**TEXT TO READ**
## Begin

Terraform in Production

Difficulty

Secrets management is one of the areas where naive Terraform usage goes wrong most often — the tempting shortcuts (hardcoding a password, committing a .tfvars file) are exactly the ones that cause real incidents.

What not to do

# Never do this:
resource "aws_db_instance" "main" {
  password = "SuperSecret123!"   # plaintext in .tf, committed to git
}
# terraform.tfvars — also never commit this if it contains real secrets
db_password = "SuperSecret123!"

Both put the secret in version control history permanently (even if later removed, it remains in git log), visible to anyone with repo access, indefinitely.

Better patterns

1. Pull from a secrets manager at apply time, via a data source:

data "aws_secretsmanager_secret_version" "db_password" {
  secret_id = "prod/db/password"

## End

**DATA BLOCK**
## Begin

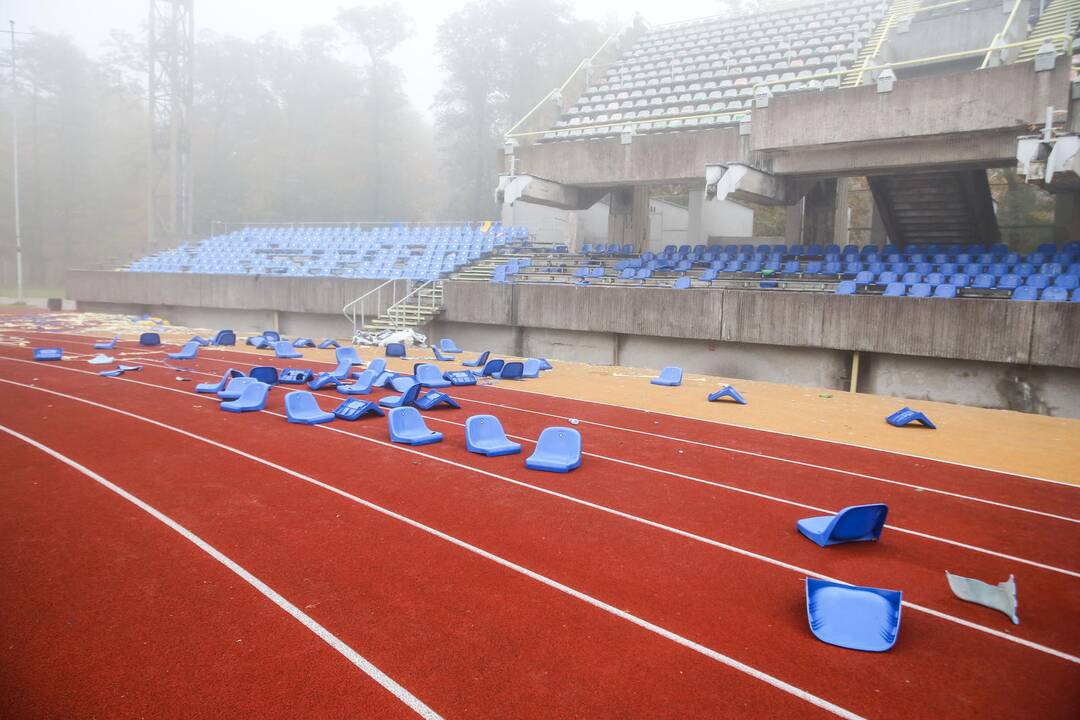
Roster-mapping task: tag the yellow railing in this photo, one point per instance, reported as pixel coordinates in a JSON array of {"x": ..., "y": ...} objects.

## End

**WRITTEN PROBLEM 1**
Answer these from the text on Terraform secrets management:
(a) Which two tempting shortcuts does it name?
(b) According to it, why does a secret stay in version control even after it is removed?
(c) What is the first of the better patterns it lists?
**WRITTEN PROBLEM 2**
Resume the text on Terraform secrets management from the point where it stops, and write what comes next.

**EXERCISE ANSWER 1**
(a) Hardcoding a password and committing a .tfvars file.
(b) The secret remains in git log.
(c) Pull the secret from a secrets manager at apply time, via a data source.

**EXERCISE ANSWER 2**
}

resource "aws_db_instance" "main" {
  password = data.aws_secretsmanager_secret_version.db_password.secret_string
}

2. Inject via environment variables in CI, sourced from a secret store:

export TF_VAR_db_password="$(vault kv get -field=password secret/db)"
terraform apply
variable "db_password" {
  type      = string
  sensitive = true
}

3. Generate secrets Terraform itself creates, and immediately hand them to a secrets manager rather than exposing them as plain outputs:

resource "random_password" "db" {
  length  = 24
  special = true
}

resource "aws_secretsmanager_secret_version" "db" {
  secret_id     = aws_secretsmanager_secret.db.id
  secret_string = random_password.db.result
}

Remaining caveats

  • sensitive = true only redacts CLI/log output — it does not encrypt the value inside the state file, so the backend itself (S3 + KMS, Terraform Cloud) still needs to be properly access-controlled and encrypted at rest.
  • Restrict who can run terraform output or read the raw state file, since sensitive values remain retrievable there even when hidden from normal plan/apply output.

Interview-ready summary

Never hardcode secrets in configuration or commit them in tfvars; pull them from a secrets manager at apply time or inject via CI-managed environment variables, and treat the backend/state storage itself as the real security boundary that needs encryption and access control.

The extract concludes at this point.